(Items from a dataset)
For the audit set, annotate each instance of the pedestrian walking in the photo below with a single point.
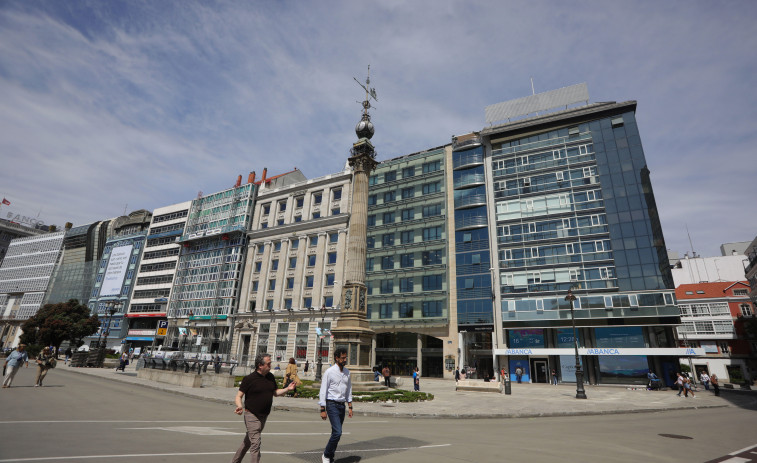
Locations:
(45, 361)
(336, 390)
(122, 362)
(387, 373)
(13, 362)
(257, 391)
(291, 375)
(715, 383)
(704, 378)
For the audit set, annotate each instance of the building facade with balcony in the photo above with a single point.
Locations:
(155, 275)
(292, 281)
(25, 275)
(115, 278)
(572, 207)
(714, 317)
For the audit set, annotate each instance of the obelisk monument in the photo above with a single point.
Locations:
(352, 330)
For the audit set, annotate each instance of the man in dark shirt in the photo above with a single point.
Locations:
(257, 389)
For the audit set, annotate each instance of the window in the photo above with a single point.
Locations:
(433, 166)
(406, 310)
(432, 257)
(432, 282)
(432, 211)
(432, 233)
(407, 237)
(746, 309)
(432, 309)
(430, 188)
(385, 310)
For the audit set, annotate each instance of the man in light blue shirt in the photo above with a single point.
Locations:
(13, 364)
(336, 390)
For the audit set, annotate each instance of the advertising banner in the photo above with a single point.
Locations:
(114, 274)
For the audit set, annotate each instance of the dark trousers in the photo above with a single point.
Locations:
(335, 412)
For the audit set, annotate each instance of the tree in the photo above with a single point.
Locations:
(55, 323)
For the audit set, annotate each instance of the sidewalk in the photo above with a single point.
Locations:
(526, 400)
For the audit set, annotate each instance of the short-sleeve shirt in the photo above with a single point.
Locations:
(258, 393)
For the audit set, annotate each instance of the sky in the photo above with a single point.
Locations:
(107, 106)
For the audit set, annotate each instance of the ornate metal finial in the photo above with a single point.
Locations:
(364, 128)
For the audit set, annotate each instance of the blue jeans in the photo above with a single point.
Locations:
(335, 412)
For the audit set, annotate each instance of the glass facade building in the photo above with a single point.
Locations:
(574, 209)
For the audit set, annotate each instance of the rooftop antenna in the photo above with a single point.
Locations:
(369, 92)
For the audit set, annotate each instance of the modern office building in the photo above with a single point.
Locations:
(713, 317)
(24, 277)
(571, 207)
(154, 278)
(114, 280)
(408, 266)
(74, 277)
(294, 271)
(10, 231)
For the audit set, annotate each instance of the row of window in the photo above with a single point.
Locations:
(407, 172)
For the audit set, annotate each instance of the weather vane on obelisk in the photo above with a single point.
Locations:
(352, 330)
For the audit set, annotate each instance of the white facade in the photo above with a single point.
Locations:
(692, 270)
(295, 264)
(24, 277)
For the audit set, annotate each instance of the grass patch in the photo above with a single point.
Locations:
(306, 391)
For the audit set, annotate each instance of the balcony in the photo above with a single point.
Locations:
(468, 223)
(470, 201)
(463, 161)
(470, 180)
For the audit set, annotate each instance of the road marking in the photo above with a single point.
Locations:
(207, 431)
(167, 421)
(147, 455)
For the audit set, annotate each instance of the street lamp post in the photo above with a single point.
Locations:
(580, 393)
(320, 346)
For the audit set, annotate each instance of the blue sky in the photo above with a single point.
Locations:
(108, 103)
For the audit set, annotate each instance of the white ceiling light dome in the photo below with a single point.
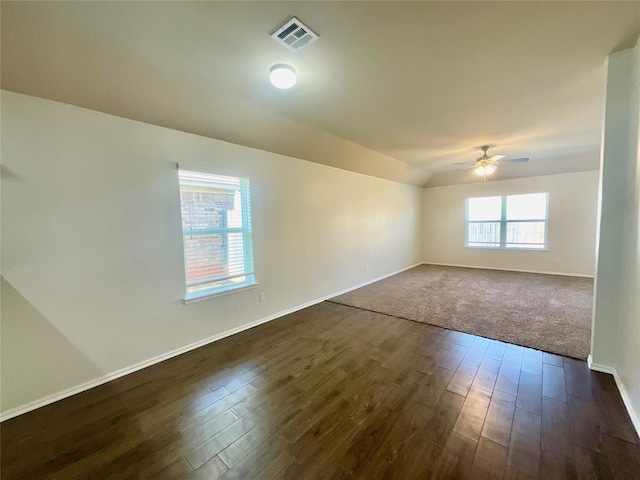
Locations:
(283, 76)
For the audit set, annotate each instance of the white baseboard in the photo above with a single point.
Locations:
(510, 270)
(626, 399)
(48, 399)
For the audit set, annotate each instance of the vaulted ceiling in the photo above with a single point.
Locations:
(398, 90)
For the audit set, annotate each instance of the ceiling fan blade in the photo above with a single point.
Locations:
(515, 160)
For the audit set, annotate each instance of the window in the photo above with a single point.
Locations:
(510, 221)
(216, 227)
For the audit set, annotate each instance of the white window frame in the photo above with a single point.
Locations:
(503, 222)
(247, 244)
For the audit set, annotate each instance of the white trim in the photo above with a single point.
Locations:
(208, 294)
(510, 269)
(626, 399)
(48, 399)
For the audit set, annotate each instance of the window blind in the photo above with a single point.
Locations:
(509, 221)
(216, 227)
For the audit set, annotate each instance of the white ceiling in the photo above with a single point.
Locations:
(419, 85)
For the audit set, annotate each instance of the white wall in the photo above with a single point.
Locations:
(572, 224)
(92, 245)
(616, 328)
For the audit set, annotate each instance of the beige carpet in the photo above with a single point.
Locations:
(545, 312)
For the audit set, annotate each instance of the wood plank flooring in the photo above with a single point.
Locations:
(335, 392)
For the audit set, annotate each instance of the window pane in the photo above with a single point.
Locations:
(525, 234)
(527, 207)
(483, 234)
(216, 223)
(484, 208)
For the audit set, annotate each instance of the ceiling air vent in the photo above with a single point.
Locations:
(294, 35)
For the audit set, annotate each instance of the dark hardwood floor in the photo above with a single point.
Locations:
(338, 393)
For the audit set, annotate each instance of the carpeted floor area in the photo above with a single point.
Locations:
(545, 312)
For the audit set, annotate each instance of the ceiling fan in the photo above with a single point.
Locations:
(487, 165)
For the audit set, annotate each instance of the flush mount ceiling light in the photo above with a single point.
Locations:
(283, 76)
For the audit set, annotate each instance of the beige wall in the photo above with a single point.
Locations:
(572, 224)
(92, 246)
(616, 328)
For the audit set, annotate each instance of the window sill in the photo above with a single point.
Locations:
(207, 295)
(517, 249)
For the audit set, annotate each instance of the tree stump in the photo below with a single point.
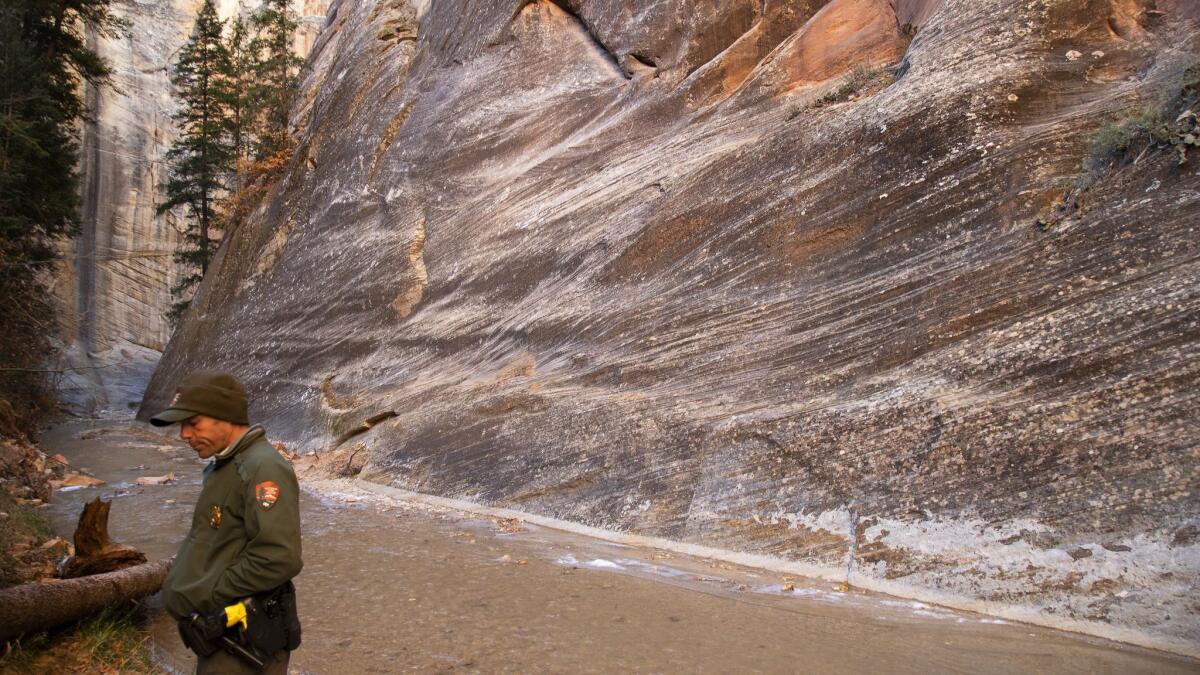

▶ [Work required] In the entries above, find each line with "blue" and list it.

▶ [Problem solution]
For the audit set, annotate each instance of the man in light blue shirt in the photo above with a single point.
For the audit set, annotate each instance of the blue jeans in the photo above with a single point.
For the audit set, annotate each instance of the blue sky in the photo above with a single point.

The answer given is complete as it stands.